%%

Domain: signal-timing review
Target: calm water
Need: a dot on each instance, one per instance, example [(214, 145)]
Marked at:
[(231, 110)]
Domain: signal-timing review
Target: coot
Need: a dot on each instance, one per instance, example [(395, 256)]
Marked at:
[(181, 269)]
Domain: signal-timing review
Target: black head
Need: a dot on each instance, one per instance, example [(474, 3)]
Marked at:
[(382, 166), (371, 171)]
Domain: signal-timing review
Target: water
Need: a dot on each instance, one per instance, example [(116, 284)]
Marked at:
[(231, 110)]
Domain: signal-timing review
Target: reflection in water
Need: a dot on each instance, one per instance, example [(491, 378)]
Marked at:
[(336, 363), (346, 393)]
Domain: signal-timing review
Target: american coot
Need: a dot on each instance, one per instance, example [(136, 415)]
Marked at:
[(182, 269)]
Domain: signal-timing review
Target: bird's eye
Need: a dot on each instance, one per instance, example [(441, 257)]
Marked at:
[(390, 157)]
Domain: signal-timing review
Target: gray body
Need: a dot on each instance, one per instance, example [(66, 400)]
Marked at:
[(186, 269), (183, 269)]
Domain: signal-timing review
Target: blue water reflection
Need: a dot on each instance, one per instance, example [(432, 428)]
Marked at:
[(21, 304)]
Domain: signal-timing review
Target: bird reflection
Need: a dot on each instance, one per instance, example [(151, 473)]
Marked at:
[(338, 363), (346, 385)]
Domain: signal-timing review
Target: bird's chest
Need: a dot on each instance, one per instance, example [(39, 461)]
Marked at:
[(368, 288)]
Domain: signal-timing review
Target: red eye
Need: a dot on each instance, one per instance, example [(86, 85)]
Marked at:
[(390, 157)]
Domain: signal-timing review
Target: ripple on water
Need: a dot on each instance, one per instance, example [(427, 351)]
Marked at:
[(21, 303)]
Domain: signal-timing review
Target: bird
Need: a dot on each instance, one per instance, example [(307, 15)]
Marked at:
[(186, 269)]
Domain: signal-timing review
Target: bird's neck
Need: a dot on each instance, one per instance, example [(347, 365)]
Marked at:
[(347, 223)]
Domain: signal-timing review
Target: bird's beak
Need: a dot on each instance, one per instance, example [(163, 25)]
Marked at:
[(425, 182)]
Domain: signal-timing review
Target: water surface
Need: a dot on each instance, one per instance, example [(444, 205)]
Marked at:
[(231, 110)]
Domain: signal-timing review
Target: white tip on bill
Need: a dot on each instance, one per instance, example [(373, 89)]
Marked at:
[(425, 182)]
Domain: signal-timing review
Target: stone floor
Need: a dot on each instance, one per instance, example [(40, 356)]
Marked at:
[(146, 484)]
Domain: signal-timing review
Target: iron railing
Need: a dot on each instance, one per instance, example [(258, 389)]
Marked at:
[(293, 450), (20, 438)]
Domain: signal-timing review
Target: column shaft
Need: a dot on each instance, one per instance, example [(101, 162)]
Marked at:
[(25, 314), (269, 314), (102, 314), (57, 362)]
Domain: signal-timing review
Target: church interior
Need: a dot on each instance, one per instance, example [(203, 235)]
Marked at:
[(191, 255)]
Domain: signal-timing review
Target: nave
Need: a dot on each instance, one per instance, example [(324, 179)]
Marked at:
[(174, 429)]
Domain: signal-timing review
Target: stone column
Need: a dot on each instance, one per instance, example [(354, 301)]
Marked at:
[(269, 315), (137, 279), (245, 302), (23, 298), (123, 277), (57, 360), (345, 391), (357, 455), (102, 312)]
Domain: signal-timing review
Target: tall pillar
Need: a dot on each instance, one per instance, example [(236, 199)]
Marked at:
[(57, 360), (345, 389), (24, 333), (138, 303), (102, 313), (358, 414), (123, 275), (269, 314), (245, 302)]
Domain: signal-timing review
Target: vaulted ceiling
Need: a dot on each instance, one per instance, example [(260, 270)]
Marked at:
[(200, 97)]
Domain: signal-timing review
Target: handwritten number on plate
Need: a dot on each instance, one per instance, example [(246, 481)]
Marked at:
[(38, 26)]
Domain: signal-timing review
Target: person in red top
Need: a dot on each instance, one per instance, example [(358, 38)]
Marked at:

%%

• [PROMPT]: Only the number is wanted: how many lines in the material above contain the string "stone"?

• [ANSWER TO THIS TASK]: 2